SET TASK
Pictures should be excluded; otherwise, copy every entry exactly.

THE DATA
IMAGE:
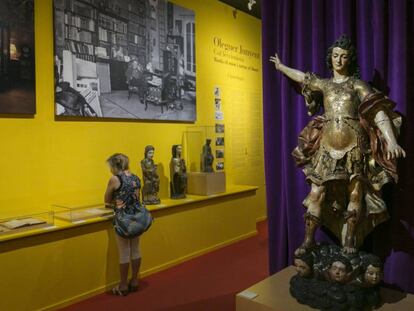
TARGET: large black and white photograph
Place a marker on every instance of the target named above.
(17, 65)
(128, 59)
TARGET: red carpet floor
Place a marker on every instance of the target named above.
(206, 283)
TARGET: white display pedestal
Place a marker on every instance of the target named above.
(206, 183)
(273, 295)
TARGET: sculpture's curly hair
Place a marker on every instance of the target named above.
(344, 42)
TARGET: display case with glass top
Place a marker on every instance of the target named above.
(17, 221)
(76, 213)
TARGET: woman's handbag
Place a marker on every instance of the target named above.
(129, 226)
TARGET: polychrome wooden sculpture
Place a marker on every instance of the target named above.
(150, 178)
(347, 153)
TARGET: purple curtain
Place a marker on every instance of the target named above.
(300, 31)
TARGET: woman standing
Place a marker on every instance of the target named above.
(122, 192)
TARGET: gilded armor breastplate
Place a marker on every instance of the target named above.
(342, 130)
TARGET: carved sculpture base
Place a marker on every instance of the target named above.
(324, 295)
(151, 201)
(328, 279)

EXERCISE RESPONSE
IMAGE:
TARGET: large black and white photograph
Place a marker on every instance of the target named above.
(17, 65)
(128, 59)
TARGET: red carpet floor
Place a marker on every instance of the target named above.
(206, 283)
TARGET: white display pedestal
Place a marker on every instance of the target named above.
(206, 183)
(273, 295)
TARGET: sculpture's curly hair
Place a marker on every instance of the target named above.
(344, 42)
TARGET: display case with glass top
Place a marker on every instance of the target named above.
(17, 221)
(76, 213)
TARGET: woman's handbag
Place a marker on every instance of the target named above.
(129, 226)
TARGET: polychrome wooden sculpture
Place a marker on every instance of the target named above.
(150, 178)
(347, 153)
TARGET: purple curtain
Place a marker on every instance of the target named above.
(300, 31)
TARGET: woman standing
Place a marker on every instance of the target named above.
(122, 192)
TARGET: gilded armor breastplate
Place a marker on every instance of the target named above.
(342, 130)
TARGET: carved sculpture base
Place a marker on every instance of the target named above.
(324, 295)
(151, 201)
(328, 279)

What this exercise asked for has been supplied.